■ **Aim of the exercise**: The records that follow need to be output exactly as they are.

■ **Given data**:
-- Start --

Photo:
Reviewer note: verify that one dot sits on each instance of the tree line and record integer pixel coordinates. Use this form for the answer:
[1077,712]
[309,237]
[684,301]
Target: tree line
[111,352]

-- End --

■ **Result below**:
Photo:
Reviewer note: verify that one dot sits on each instance of the tree line and record integer pixel coordinates. Use this form for the answer:
[1077,712]
[309,237]
[684,301]
Target: tree line
[111,352]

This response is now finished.